Complete the following ->
(A) In the Pruna AI guide, restate the paragraph beginning "Traditionally, model optimization required" more briefly, keeping its main facts.
(B) Write a continuation of the Pruna AI guide, picking up after its final line.

··· Source excerpt ···

Technical Articles

Boost Your Replicate Models with Pruna AI: A Step-by-Step Guide

Jan 21, 2025

John Rachwan

John Rachwan

CTO

What is Replicate?

Deep learning models are getting bigger and more powerful, but making them run efficiently can be tricky. For running machine learning models in production, Replicate comes is a great platform. But even with its awesome capabilities, unoptimized models can rack up costs, slow down inference, and waste resources.

That’s why we’re excited to introduce you to Pruna AI—a smart, easy-to-use package designed to make your models faster, leaner, and more efficient.

In this blog, we will walk you through how to use Pruna to optimize your models and deploy them on Replicate. Whether you’re a seasoned ML engineer or just starting out, this guide will help you boost performance of your models. This is based on the following GitHub repository published by Pruna AI.

Why Optimize Your Models?

When it comes to deploying machine learning models, optimization is key to ensuring scalability and cost-effectiveness. Here’s why you should care:

  • Faster Inference Times: Optimized models run quicker, leading to better user experiences and higher user retention as a result.

  • Smaller Models: Optimized models are smaller, which allows you to either use a smaller GPU to run the same model or to run multiple models on the same GPU.

  • Lower Computational Costs: Faster inference times and smaller models allow you to save costs by paying less for the same number of inferences handles and switching to smaller GPUs that cost less, respectively.

  • Environmental Impact: Smaller and faster models consume less energy, making AI more sustainable.

Traditionally, model optimization required deep technical knowledge and significant effort. Pruna simplifies this by automating advanced techniques like quantization, pruning, caching, compilation, and more, tailored to your specific use case.

Getting Started with Pruna

Step 0: Folder Structure

This is the structure we will be following in this blog:

Key Components

  1. flux-schnell

    1. cog.yaml: Configures the model for reproducible builds on replicate and runs using Cog.

    2. predict.py: Implements the Predictor, handling loading, smashing, and inference.

  2. .github/workflows/

    1. push_flux_schnell.yaml: Automates model deployment to Replicate via GitHub Actions.

As you can see, each model has their own cog.yaml and predict.py scripts.

Step 1: Install Pruna

To use Pruna with Replicate, you’ll need Python ≥3.9 and any Nvidia GPU from Replicate. Replicate uses the cog framework for containerizing and deploying models. To integrate Pruna, you’ll need to update your cog.yaml file. Here’s an example configuration:

build:
  gpu: true
  cuda: "12.1"

··· Excerpted records ···

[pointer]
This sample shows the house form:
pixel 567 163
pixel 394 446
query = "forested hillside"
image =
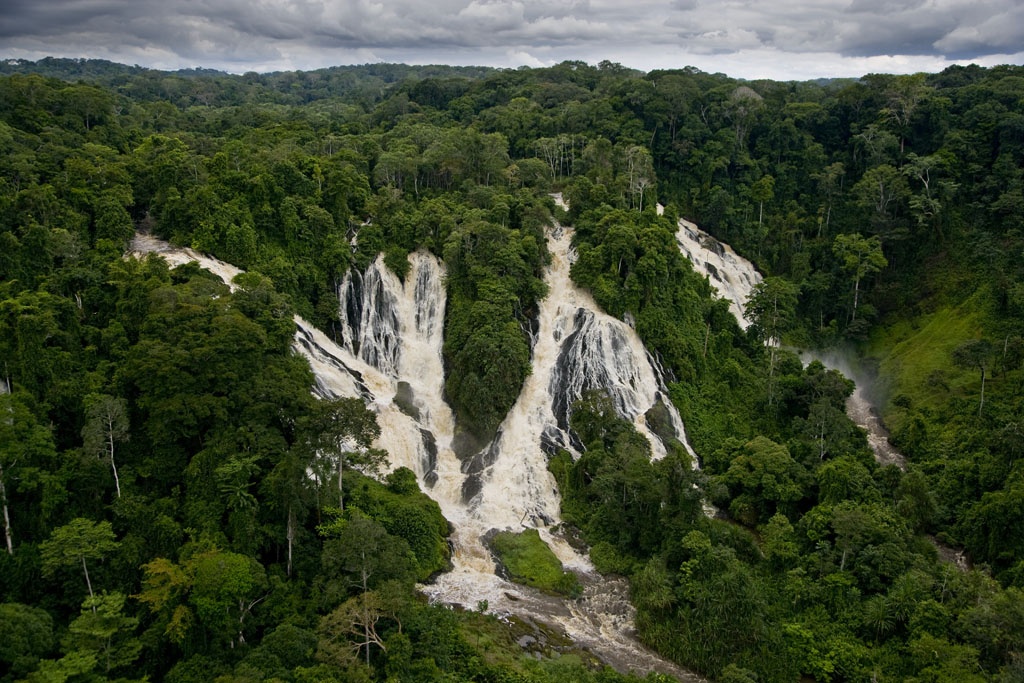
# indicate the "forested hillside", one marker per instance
pixel 160 518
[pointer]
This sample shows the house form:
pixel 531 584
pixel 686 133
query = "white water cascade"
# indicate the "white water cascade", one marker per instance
pixel 391 357
pixel 728 272
pixel 734 276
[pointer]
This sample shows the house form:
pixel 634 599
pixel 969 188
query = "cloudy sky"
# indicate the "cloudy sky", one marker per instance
pixel 779 39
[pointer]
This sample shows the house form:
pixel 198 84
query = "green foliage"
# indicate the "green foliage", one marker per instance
pixel 903 188
pixel 527 560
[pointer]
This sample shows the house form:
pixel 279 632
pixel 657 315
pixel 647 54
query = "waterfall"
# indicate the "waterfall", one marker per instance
pixel 728 272
pixel 390 356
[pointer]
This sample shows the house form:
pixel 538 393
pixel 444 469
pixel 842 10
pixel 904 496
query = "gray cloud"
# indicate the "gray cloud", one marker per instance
pixel 783 36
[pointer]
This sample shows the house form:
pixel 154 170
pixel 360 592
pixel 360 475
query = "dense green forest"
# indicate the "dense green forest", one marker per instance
pixel 160 519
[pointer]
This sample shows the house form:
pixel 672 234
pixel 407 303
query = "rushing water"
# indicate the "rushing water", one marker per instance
pixel 728 272
pixel 391 357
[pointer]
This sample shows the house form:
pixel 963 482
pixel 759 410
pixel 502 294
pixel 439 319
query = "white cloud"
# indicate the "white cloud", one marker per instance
pixel 743 38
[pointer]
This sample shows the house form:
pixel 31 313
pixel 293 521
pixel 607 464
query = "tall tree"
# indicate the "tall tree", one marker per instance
pixel 107 424
pixel 860 257
pixel 343 431
pixel 76 542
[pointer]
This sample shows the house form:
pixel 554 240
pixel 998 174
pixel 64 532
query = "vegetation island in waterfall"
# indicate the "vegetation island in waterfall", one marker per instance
pixel 178 505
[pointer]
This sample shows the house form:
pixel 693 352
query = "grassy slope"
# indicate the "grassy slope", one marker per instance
pixel 914 357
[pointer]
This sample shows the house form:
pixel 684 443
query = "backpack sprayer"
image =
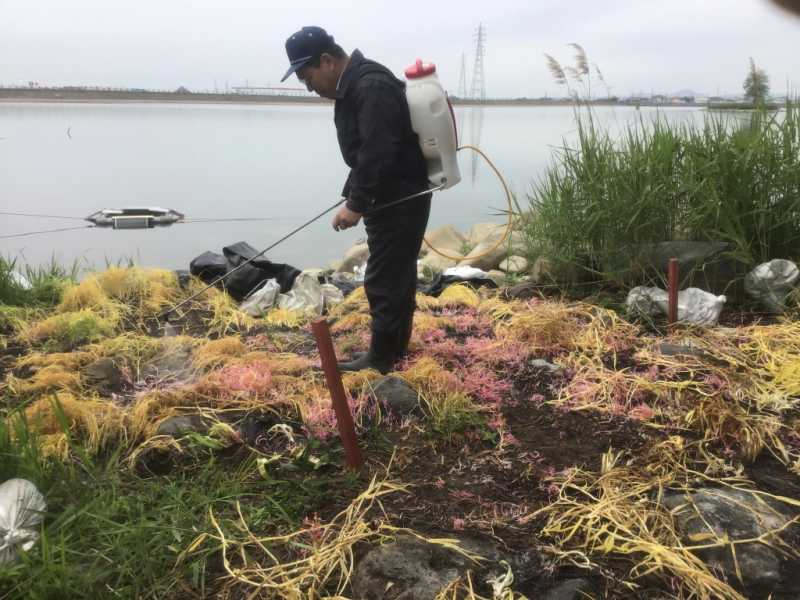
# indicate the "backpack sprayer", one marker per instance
pixel 433 120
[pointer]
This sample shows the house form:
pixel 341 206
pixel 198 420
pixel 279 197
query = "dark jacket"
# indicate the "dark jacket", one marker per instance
pixel 375 136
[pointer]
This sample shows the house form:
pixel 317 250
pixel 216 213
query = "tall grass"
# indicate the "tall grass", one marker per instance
pixel 46 282
pixel 730 180
pixel 109 533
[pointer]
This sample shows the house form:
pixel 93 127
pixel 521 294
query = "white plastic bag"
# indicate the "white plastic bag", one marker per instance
pixel 694 305
pixel 305 295
pixel 771 282
pixel 20 280
pixel 21 514
pixel 260 301
pixel 466 272
pixel 331 295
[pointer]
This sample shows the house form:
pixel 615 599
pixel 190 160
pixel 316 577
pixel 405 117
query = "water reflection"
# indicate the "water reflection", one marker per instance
pixel 473 117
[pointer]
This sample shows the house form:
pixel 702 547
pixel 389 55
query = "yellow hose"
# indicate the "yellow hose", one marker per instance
pixel 510 211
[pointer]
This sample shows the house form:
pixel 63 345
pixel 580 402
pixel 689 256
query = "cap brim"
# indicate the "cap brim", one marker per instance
pixel 298 64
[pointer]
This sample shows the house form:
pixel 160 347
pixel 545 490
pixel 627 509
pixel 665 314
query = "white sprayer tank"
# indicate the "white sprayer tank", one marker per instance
pixel 433 121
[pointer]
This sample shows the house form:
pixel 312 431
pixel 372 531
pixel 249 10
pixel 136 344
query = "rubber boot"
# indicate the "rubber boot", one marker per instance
pixel 404 337
pixel 381 355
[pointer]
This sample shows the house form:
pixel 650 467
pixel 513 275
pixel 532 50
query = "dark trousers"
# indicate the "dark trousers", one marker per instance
pixel 394 237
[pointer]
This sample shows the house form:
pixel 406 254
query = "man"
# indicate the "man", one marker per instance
pixel 377 143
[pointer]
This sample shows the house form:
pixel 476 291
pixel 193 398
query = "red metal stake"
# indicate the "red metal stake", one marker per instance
pixel 672 302
pixel 344 419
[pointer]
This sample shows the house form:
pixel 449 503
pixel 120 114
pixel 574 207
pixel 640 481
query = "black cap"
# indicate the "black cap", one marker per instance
pixel 305 45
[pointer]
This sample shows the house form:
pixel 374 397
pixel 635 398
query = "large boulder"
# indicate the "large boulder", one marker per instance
pixel 712 515
pixel 439 263
pixel 179 425
pixel 707 265
pixel 447 239
pixel 413 569
pixel 514 264
pixel 482 231
pixel 571 589
pixel 354 257
pixel 106 376
pixel 487 252
pixel 396 394
pixel 770 283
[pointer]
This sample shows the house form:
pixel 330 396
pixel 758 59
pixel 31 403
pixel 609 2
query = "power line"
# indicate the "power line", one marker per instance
pixel 3 237
pixel 209 220
pixel 40 216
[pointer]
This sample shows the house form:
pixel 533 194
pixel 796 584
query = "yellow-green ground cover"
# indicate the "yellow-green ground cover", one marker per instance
pixel 255 503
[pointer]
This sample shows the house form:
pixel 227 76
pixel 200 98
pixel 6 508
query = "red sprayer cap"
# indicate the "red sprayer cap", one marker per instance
pixel 420 69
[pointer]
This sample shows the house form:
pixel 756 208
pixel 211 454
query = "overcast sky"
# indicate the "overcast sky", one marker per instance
pixel 640 45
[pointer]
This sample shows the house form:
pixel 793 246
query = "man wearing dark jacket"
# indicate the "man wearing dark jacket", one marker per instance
pixel 377 143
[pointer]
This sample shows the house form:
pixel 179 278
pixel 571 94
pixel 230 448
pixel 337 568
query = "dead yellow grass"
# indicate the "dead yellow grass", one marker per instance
pixel 46 379
pixel 91 421
pixel 216 353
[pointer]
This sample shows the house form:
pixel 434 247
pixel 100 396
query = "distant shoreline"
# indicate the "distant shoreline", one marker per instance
pixel 68 95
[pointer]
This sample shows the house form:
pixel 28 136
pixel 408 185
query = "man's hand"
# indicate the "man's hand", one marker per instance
pixel 345 219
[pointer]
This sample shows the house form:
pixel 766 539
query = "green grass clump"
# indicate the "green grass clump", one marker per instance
pixel 110 533
pixel 734 180
pixel 47 283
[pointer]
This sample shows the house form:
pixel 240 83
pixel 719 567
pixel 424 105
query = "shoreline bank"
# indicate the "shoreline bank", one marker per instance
pixel 34 95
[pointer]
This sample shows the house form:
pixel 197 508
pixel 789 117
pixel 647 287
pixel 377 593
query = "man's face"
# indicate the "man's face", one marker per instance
pixel 322 79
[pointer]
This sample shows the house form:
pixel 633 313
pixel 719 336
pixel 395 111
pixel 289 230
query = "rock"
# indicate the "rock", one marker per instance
pixel 447 239
pixel 694 305
pixel 668 349
pixel 354 257
pixel 481 231
pixel 484 256
pixel 487 254
pixel 497 276
pixel 182 424
pixel 318 274
pixel 737 514
pixel 106 376
pixel 412 569
pixel 408 569
pixel 521 291
pixel 540 363
pixel 542 270
pixel 571 589
pixel 395 393
pixel 702 264
pixel 514 264
pixel 770 283
pixel 439 263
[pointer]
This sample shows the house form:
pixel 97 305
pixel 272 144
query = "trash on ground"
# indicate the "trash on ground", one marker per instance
pixel 21 514
pixel 694 305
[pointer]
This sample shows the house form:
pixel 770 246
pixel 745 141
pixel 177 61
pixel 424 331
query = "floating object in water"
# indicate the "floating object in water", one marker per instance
pixel 135 218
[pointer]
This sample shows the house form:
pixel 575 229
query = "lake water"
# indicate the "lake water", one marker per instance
pixel 278 162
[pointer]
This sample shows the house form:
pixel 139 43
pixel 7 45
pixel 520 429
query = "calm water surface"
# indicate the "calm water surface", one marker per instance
pixel 223 161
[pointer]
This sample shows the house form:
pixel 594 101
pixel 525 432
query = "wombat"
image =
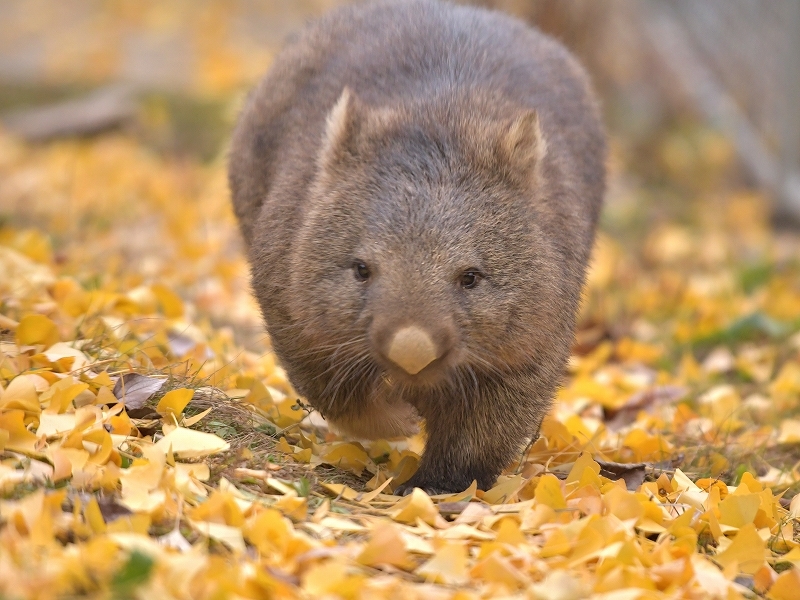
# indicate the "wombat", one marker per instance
pixel 418 185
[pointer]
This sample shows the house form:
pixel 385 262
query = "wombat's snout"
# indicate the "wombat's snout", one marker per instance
pixel 414 347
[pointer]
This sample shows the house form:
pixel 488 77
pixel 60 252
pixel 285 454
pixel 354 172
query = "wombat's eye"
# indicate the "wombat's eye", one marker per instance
pixel 361 271
pixel 469 279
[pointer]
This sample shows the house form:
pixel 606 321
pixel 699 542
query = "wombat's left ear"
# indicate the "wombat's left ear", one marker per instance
pixel 522 143
pixel 342 129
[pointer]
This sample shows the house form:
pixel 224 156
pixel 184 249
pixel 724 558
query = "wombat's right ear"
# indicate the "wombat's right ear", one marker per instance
pixel 341 130
pixel 522 143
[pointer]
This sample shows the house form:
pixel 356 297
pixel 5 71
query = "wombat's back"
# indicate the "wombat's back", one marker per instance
pixel 401 51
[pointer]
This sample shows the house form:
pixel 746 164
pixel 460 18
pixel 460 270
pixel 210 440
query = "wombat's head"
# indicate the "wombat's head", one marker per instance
pixel 428 254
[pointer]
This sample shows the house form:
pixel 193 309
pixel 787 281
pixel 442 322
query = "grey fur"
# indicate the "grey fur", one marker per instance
pixel 462 139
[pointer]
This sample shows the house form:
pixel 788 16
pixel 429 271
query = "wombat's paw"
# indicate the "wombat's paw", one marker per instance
pixel 432 486
pixel 406 489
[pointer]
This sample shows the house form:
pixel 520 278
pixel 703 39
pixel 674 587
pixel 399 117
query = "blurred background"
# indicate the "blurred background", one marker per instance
pixel 674 76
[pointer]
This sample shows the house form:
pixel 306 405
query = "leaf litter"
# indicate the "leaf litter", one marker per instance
pixel 151 447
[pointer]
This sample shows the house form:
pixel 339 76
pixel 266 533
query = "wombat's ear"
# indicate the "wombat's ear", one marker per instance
pixel 342 129
pixel 522 143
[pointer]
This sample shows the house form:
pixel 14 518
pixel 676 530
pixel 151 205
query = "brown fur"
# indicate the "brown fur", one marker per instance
pixel 422 139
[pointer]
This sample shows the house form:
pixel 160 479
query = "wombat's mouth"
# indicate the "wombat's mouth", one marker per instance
pixel 433 374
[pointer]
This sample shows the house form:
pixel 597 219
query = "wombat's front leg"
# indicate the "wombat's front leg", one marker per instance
pixel 475 438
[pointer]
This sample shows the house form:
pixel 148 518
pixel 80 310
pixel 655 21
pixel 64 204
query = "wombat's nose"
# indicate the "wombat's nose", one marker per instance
pixel 412 349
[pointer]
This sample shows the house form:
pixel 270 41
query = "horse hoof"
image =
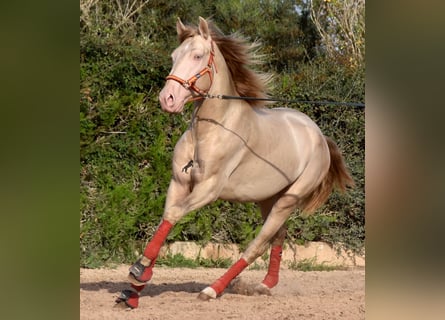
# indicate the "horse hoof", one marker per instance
pixel 135 281
pixel 207 294
pixel 241 287
pixel 127 299
pixel 121 305
pixel 262 289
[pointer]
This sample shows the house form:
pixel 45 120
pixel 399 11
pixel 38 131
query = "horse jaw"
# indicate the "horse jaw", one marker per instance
pixel 173 97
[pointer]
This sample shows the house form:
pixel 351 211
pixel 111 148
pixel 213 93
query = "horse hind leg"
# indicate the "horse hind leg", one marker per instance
pixel 272 277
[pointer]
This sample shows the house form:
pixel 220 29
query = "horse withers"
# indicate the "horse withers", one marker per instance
pixel 237 150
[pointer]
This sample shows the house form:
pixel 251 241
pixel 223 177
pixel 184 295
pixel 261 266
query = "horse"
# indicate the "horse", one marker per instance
pixel 237 150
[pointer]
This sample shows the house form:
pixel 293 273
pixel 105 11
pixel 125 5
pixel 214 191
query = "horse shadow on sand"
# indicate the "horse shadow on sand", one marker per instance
pixel 150 290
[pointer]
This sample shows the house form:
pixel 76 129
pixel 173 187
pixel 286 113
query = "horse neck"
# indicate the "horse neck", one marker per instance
pixel 218 109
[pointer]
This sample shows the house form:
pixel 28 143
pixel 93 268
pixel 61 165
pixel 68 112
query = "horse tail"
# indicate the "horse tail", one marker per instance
pixel 338 176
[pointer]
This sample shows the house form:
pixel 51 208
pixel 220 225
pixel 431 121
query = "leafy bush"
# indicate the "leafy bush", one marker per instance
pixel 126 141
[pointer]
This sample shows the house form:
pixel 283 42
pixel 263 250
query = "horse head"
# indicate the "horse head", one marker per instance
pixel 193 67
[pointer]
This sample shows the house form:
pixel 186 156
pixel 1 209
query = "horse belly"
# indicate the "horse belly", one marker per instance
pixel 251 184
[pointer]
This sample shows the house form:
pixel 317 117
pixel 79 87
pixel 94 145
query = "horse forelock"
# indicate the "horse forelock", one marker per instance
pixel 239 54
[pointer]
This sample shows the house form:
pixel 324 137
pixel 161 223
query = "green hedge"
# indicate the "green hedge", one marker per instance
pixel 126 144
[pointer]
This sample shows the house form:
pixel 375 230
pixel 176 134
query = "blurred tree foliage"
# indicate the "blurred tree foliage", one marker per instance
pixel 126 142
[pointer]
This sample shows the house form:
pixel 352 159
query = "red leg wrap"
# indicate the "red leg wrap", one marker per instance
pixel 133 301
pixel 153 247
pixel 271 278
pixel 220 284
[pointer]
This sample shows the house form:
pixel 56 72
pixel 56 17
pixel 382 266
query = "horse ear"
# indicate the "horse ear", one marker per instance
pixel 204 28
pixel 180 28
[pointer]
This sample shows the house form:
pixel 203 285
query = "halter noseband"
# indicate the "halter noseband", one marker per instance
pixel 190 84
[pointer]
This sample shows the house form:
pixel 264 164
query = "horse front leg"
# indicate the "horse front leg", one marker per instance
pixel 180 201
pixel 272 229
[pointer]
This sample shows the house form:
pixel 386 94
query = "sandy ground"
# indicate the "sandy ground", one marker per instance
pixel 172 294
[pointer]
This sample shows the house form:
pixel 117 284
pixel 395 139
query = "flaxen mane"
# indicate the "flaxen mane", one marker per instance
pixel 239 54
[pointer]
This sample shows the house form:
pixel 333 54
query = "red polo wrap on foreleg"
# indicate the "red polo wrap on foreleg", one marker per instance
pixel 271 278
pixel 224 281
pixel 153 247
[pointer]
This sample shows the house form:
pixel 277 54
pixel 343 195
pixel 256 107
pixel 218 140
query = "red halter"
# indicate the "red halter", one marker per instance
pixel 190 84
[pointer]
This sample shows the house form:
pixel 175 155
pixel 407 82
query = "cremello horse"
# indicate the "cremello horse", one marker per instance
pixel 238 151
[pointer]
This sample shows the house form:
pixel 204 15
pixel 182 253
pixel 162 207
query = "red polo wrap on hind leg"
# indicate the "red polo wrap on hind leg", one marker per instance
pixel 271 278
pixel 220 284
pixel 153 247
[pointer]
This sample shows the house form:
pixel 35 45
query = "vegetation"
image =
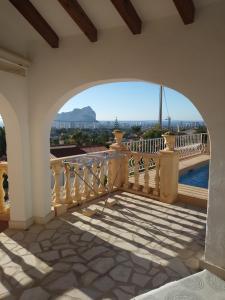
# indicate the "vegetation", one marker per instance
pixel 201 129
pixel 136 130
pixel 154 132
pixel 84 137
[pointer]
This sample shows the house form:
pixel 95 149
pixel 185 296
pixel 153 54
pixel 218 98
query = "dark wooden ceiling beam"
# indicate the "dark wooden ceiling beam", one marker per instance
pixel 79 16
pixel 186 10
pixel 129 15
pixel 30 13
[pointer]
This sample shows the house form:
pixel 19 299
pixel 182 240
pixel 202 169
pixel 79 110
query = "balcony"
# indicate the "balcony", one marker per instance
pixel 136 245
pixel 116 234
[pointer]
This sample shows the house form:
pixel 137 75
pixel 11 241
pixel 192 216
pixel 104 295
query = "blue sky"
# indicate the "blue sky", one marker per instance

···

Expected results ->
(A) Model optimization used to demand deep technical knowledge and much effort. Pruna automates advanced techniques such as quantization, pruning, caching and compilation, tailoring them to the specific use case.

(B)
  system_packages:
    - "libgl1-mesa-glx"
    - "libglib2.0-0"
    - "git"
    - "build-essential"
  python_version: "3.11"
  run:
    - command: pip install pruna[gpu]==0.1.2 --extra-index-url https://prunaai.pythonanywhere.com/
    - command: pip install colorama
    - command: export CC=/usr/bin/gcc
predict: "predict.py:Predictor"

This setup ensures that Pruna is available during the build process and integrates seamlessly with your model code.

Step 2: Optimize Your Model

Pruna offers powerful optimization techniques in an elementary and easy to use way. You can check out the Pruna documentation for a developer-friendly guide on how to use Pruna. In this blog, we will show you an example using the Flux Schnell model that is mostly based on this notebook.

1. Load Your Model

Start by loading your model using FluxPipeline. This will serve as the baseline model before optimization.

from diffusers import FluxPipeline
import torch

# Load the model
self.pipe = FluxPipeline.from_pretrained(
    "black-forest-labs/FLUX.1-schnell",
    torch_dtype=torch.bfloat16,
    token="your_hugging_face_token"
).to("cuda")

2. Configure Pruna for Optimization

Define a SmashConfig object that specifies how the model should be optimized. Pruna allows you to customize parameters like caching and compilation.

from pruna import SmashConfig, smash

# Configure Pruna Smash
smash_config = SmashConfig()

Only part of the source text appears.